> [Study text]
..............................

Power Reads: 5 Interesting Articles That Will Help You This Week

Each week, I select a few articles that rise above the fray and hopefully help you on your journey in leadership and the CRE world. They pull from one of four "corners": corporate real estate, technology, management science and anything positive. Each day we can become a better version of ourselves.

1. The Workers Who Relish Going to the Office on Friday—When No One Else Is There

After a few hours of heads-down work at her office in Washington, D.C., Michele Late will stand up from her desk, get down on all fours and begin a series of cat-cow yoga poses in her cubicle.

If her back is hurting, she might just lie flat on the ground. She can do so without a shred of self-consciousness or fear that a co-worker might walk by because she goes into the office on the day everyone else avoids: Friday.

“No one is going to see me,” says Ms. Late, 51, who works as the deputy director of communications for the American Public Health Association and is required to be in the office two days a week. “I just love Fridays.”

2. 'The Fog Of War Is Lifting': More Companies Making Long-Term Decisions About Their Offices

This week’s announcement of the biggest office deal of the year was welcome news for New York City’s office market, which has been battered by high availability and low occupancy.

Leases like KPMG’s 15-year commitment in Manhattan West — the search for which kicked off in 2018, the company said — are a sign more large corporations are finally making decisions about how they want their offices to look long-term, and what it means for the size of their spaces, industry insiders told Bisnow this week.

“I do think the fog of war is lifting a little bit for most tenants,” Savills Vice Chairman Nick Farmakis said. “I think they’ve come to the conclusion of what they want to be, and I think that maybe the activity in the market is reflective of the fact that tenants have firmer direction than they really have at any time over the past couple of years.”

..............................

Images for locating objects
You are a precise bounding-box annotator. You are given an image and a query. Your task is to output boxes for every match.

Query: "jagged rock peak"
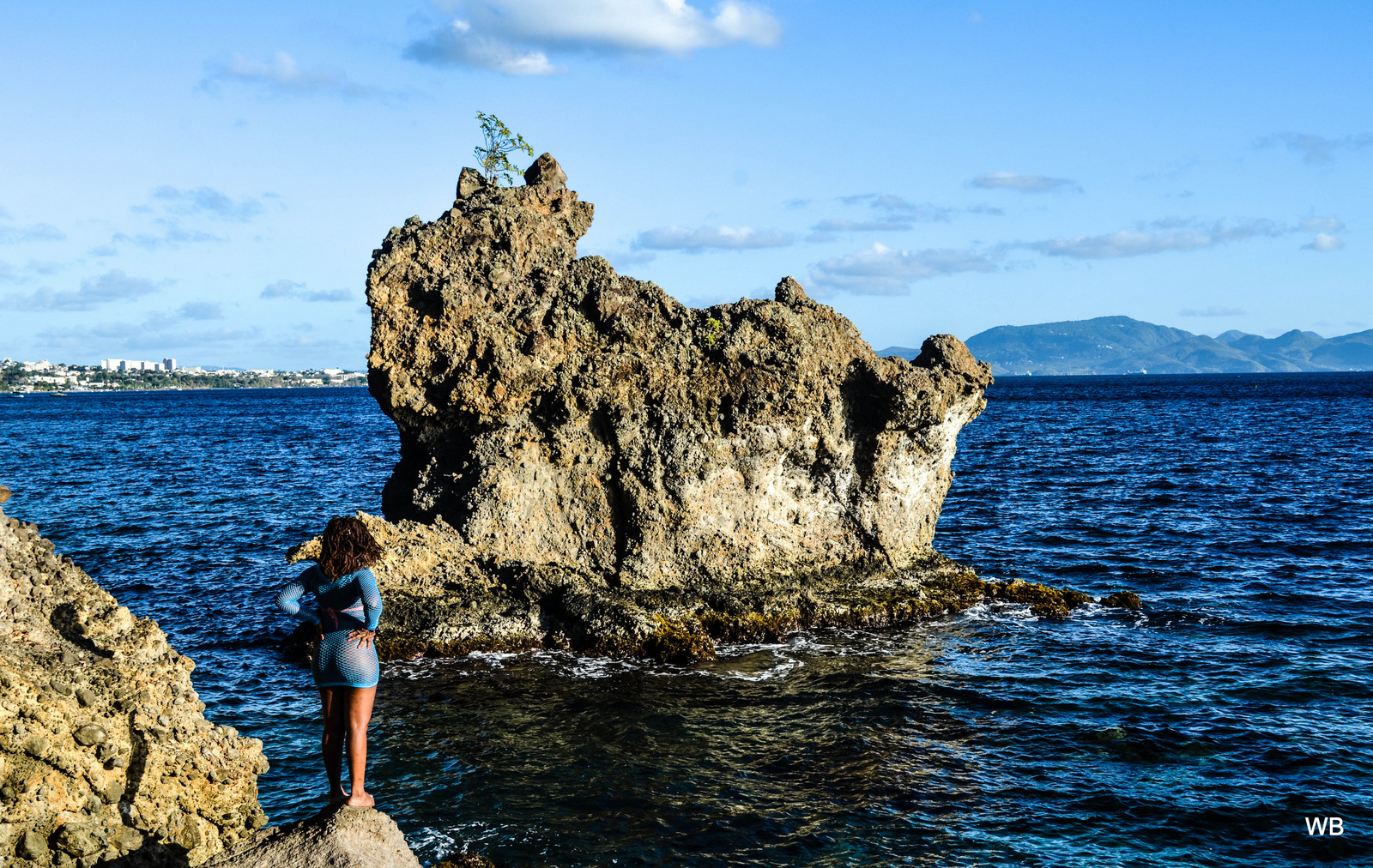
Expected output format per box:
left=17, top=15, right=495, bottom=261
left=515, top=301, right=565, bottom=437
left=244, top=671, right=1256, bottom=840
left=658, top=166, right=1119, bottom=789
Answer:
left=368, top=175, right=990, bottom=588
left=524, top=151, right=567, bottom=187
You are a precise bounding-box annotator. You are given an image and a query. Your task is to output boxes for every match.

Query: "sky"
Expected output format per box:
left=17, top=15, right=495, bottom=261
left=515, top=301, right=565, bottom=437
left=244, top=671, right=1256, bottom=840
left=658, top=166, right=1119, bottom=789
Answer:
left=0, top=0, right=1373, bottom=370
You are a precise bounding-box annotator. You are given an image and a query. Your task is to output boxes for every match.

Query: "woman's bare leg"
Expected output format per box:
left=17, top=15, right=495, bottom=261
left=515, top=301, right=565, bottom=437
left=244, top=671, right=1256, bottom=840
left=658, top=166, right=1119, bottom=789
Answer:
left=320, top=687, right=348, bottom=804
left=343, top=687, right=376, bottom=808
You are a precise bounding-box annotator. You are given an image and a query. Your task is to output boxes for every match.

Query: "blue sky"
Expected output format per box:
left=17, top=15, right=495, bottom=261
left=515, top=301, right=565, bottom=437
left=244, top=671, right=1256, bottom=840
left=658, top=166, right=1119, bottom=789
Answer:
left=0, top=0, right=1373, bottom=370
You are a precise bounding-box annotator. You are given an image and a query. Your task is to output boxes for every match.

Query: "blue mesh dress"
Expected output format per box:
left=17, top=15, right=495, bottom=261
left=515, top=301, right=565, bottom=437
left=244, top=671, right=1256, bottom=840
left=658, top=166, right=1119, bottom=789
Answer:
left=276, top=566, right=382, bottom=687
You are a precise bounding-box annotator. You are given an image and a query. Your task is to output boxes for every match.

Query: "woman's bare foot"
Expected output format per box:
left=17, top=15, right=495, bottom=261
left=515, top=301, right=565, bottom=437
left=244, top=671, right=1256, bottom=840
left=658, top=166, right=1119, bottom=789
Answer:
left=346, top=793, right=376, bottom=808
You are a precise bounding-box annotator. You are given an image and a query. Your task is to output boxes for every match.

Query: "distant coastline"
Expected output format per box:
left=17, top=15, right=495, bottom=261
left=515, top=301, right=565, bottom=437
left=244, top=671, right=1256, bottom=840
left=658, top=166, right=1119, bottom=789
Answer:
left=0, top=360, right=366, bottom=395
left=877, top=316, right=1373, bottom=377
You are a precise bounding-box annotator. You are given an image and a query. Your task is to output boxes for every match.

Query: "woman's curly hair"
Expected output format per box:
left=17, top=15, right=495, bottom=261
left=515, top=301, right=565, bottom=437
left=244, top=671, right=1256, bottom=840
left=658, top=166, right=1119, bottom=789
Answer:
left=320, top=515, right=382, bottom=581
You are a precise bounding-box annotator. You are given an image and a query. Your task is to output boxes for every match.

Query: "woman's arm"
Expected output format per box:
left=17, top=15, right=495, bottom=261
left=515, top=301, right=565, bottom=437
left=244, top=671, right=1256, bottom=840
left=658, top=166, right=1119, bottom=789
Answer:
left=357, top=570, right=382, bottom=630
left=276, top=567, right=320, bottom=624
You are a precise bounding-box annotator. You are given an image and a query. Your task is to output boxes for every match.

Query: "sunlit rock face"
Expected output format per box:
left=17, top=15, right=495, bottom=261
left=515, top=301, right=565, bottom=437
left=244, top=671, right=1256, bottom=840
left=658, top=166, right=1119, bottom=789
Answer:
left=0, top=487, right=268, bottom=868
left=368, top=155, right=991, bottom=591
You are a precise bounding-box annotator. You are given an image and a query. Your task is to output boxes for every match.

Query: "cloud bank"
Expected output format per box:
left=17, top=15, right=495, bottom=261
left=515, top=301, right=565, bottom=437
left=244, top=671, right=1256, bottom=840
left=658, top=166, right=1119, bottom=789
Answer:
left=1254, top=133, right=1373, bottom=164
left=1020, top=219, right=1293, bottom=260
left=1178, top=304, right=1247, bottom=316
left=968, top=172, right=1082, bottom=192
left=630, top=226, right=796, bottom=253
left=403, top=0, right=781, bottom=75
left=810, top=243, right=997, bottom=295
left=201, top=51, right=383, bottom=99
left=4, top=269, right=158, bottom=310
left=153, top=184, right=263, bottom=222
left=258, top=280, right=353, bottom=301
left=0, top=222, right=66, bottom=244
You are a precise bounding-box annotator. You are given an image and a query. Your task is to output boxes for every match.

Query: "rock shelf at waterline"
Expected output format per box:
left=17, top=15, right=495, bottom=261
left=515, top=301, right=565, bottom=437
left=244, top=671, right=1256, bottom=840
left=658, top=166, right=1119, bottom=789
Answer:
left=0, top=487, right=268, bottom=868
left=288, top=154, right=1138, bottom=662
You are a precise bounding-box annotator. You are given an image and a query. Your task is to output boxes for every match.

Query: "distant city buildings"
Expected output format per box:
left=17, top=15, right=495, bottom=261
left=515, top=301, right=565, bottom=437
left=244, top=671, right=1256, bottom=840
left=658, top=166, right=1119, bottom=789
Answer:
left=0, top=357, right=366, bottom=393
left=100, top=359, right=177, bottom=371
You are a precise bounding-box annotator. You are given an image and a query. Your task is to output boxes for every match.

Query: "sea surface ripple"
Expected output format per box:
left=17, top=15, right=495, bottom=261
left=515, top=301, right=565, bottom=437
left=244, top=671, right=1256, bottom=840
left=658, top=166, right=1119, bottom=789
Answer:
left=0, top=374, right=1373, bottom=868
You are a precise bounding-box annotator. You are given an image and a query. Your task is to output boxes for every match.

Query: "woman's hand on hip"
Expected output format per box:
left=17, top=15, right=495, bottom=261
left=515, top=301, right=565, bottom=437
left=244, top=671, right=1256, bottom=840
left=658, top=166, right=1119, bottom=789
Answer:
left=348, top=630, right=376, bottom=648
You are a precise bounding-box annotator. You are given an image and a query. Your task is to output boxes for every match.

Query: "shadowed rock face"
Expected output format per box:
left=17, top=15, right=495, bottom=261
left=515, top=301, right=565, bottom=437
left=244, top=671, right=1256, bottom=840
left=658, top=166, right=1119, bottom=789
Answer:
left=0, top=487, right=268, bottom=868
left=368, top=155, right=991, bottom=591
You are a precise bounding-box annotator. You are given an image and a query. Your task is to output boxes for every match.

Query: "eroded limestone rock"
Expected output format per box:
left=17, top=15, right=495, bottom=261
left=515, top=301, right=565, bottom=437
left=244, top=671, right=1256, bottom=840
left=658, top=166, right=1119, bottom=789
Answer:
left=0, top=489, right=268, bottom=868
left=288, top=154, right=1142, bottom=660
left=366, top=155, right=991, bottom=591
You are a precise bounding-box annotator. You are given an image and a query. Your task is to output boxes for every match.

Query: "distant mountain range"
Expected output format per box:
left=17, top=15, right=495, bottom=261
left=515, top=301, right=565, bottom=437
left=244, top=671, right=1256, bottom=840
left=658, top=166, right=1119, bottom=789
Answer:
left=879, top=316, right=1373, bottom=375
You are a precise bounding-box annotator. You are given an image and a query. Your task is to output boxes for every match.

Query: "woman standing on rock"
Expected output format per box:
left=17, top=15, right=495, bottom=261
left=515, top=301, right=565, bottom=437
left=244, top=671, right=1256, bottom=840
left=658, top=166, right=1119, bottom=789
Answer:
left=276, top=516, right=382, bottom=806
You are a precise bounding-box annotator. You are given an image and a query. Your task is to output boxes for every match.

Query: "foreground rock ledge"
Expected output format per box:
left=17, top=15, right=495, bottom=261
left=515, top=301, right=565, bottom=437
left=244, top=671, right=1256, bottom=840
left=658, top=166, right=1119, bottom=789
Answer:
left=204, top=806, right=420, bottom=868
left=290, top=154, right=1142, bottom=660
left=0, top=487, right=268, bottom=868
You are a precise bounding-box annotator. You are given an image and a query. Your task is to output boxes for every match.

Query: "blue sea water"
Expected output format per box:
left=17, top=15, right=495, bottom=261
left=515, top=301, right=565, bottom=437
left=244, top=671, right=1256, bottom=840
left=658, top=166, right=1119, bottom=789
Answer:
left=0, top=374, right=1373, bottom=866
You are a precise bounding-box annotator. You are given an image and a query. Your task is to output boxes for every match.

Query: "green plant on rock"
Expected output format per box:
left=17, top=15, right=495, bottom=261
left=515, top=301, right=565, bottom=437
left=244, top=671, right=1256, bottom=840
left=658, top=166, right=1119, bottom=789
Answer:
left=472, top=112, right=534, bottom=184
left=705, top=317, right=725, bottom=347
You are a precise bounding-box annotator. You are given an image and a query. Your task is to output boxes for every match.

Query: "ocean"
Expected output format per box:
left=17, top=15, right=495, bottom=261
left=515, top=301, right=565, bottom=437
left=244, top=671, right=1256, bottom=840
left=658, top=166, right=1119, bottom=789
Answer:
left=0, top=374, right=1373, bottom=868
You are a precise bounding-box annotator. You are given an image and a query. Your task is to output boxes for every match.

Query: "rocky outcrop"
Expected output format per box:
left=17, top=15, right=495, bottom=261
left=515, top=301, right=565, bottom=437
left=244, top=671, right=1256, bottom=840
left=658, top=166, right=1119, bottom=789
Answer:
left=0, top=489, right=268, bottom=868
left=305, top=154, right=1142, bottom=660
left=366, top=155, right=991, bottom=589
left=204, top=806, right=420, bottom=868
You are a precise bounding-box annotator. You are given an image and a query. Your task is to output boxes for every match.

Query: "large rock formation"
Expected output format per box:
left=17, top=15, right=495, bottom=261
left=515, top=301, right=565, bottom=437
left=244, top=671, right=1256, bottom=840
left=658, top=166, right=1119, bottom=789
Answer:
left=366, top=155, right=991, bottom=589
left=291, top=154, right=1131, bottom=658
left=0, top=487, right=268, bottom=868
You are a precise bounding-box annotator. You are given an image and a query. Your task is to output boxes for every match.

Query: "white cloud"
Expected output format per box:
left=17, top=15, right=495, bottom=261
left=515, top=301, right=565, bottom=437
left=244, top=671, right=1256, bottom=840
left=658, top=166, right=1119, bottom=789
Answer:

..............................

> [Problems and tasks]
1/ From the Power Reads roundup, output the passage between "Power Reads: 5" and "in her cubicle.", inclusive.
2/ In the Power Reads roundup, what position does Michele Late hold?
3/ Take the Power Reads roundup further, continuing it from where it stops.

> [Written answers]
1/
Power Reads: 5 Interesting Articles That Will Help You This Week

Each week, I select a few articles that rise above the fray and hopefully help you on your journey in leadership and the CRE world. They pull from one of four "corners": corporate real estate, technology, management science and anything positive. Each day we can become a better version of ourselves.

1. The Workers Who Relish Going to the Office on Friday—When No One Else Is There

After a few hours of heads-down work at her office in Washington, D.C., Michele Late will stand up from her desk, get down on all fours and begin a series of cat-cow yoga poses in her cubicle.

2/ She is the deputy director of communications for the American Public Health Association.

3/
3. Construction Material Prices Starting To Cool, But Demand Concerns Are Creeping In

After two years of volatility and historic increases, prices of construction materials have started to level off — although at much higher levels than before the pandemic.

But while prices have become more predictable, questions are starting to burble about whether demand can keep up. Total construction starts were up by 48% in July, according to Dodge Data & Analytics, but that was largely fueled by spikes in infrastructure and manufacturing — residential construction starts dropped, and the rate of commercial starts has slowed.

Builders and experts are expecting to see prices stabilize further, but are concerned that the still-high cost of building, coupled with the Federal Reserve’s interest rate hikes could lead to canceled deals and further declines in demand.

4. A Different Take on the U.S. Economy: Maybe It Isn’t Really Shrinking

When the Commerce Department reported last month that U.S. economic output contracted for two consecutive quarters during the first half of the year, it raised fears the U.S. might be in recession, defined in a popular rule of thumb as two negative quarters of growth. New data sends a different message: rather than in recession, the economy might be in something closer to a stall.

Economic output can be measured two different ways: gross domestic product, or gross domestic income. For every dollar an individual spends to buy some good or service—a restaurant meal, a car, a doctor’s visit—another individual earns a dollar of income to make and deliver that good or service. GDP captures the spending side of these transactions, GDI the income side.

In theory, GDI and GDP should equal each other, though there is always some statistical discrepancy because they are measured using different data sets and different sources. This year the discrepancy has been unusually large. During the first half of the year GDP contracted at a 1.1% annual rate, adjusted for inflation. At the same time, GDI, made up of a measure of corporate profits, wages and benefits, self-employment income, interest and rent, expanded at a 1.6% annual rate, the Commerce Department reported Thursday.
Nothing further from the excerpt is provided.